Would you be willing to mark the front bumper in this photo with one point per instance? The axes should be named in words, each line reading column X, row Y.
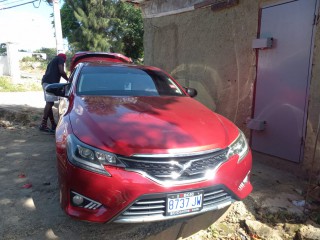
column 129, row 197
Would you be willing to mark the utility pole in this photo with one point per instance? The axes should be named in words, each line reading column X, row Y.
column 57, row 25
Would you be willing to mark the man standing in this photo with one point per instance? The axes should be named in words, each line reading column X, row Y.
column 55, row 70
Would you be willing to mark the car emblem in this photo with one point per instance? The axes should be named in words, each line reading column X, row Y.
column 184, row 169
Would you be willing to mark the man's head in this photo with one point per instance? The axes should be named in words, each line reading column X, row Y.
column 63, row 56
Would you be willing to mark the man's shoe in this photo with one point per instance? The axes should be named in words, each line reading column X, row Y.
column 45, row 129
column 53, row 127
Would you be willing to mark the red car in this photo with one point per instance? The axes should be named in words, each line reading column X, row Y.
column 134, row 146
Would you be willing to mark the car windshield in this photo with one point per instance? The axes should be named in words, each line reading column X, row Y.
column 125, row 81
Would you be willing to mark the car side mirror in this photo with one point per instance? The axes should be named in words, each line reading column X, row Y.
column 57, row 89
column 192, row 92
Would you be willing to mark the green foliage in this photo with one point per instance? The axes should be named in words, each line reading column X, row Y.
column 103, row 25
column 3, row 48
column 6, row 85
column 51, row 53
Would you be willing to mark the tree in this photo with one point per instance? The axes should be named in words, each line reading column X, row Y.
column 3, row 49
column 103, row 25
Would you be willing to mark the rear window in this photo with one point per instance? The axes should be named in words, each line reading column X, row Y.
column 125, row 81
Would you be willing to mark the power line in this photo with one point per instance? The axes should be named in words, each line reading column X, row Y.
column 12, row 2
column 18, row 5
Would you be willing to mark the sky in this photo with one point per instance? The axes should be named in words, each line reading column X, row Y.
column 26, row 25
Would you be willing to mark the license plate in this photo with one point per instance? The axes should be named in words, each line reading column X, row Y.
column 182, row 203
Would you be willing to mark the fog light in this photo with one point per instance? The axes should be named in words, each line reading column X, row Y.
column 244, row 181
column 77, row 200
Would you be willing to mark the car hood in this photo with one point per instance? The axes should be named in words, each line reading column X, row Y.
column 149, row 125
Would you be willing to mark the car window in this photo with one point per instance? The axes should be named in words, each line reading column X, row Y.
column 125, row 81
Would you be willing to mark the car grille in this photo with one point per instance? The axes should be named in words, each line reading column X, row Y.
column 153, row 208
column 176, row 169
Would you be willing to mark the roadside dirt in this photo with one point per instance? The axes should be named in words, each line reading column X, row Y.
column 29, row 197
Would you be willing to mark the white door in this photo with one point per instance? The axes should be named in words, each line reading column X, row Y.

---

EXERCISE GOAL: Please retype exactly, and only, the lines starting at the one that contains "Would you be willing to mark the sky" and ending with the last line of the material.

SOLUTION TO THIS TASK:
Would you be willing to mark the sky in this photo with one point per instance? The axes should be named in words, each line reading column X, row Y.
column 26, row 25
Would you be willing to mark the license plate in this photo with one point per instance? The axes should be named in words, each line reading column X, row Y.
column 182, row 203
Would you be willing to mark the fog light in this photo with one point per instance? The axes should be named in words, each line reading column X, row Y.
column 244, row 181
column 77, row 200
Would you be willing to mark the car hood in this photo with one point per instance? The axes should be named in words, each line reading column X, row Y.
column 149, row 125
Would you be willing to mark the car window in this photo with one point per instance? The axes should be named in words, each line reading column X, row Y.
column 125, row 81
Would you be willing to mark the car grille in this photo with one point per instance? The axes should be named in words, each line reading column X, row Y.
column 153, row 208
column 176, row 169
Would you be willing to mark the roadside dirt in this photo with one point per instance? The axes should be named in words, each line reading column X, row Y.
column 29, row 197
Would you be willing to mark the white door in this photo with one point per instance? The axes should be named in words, each line reading column X, row Y.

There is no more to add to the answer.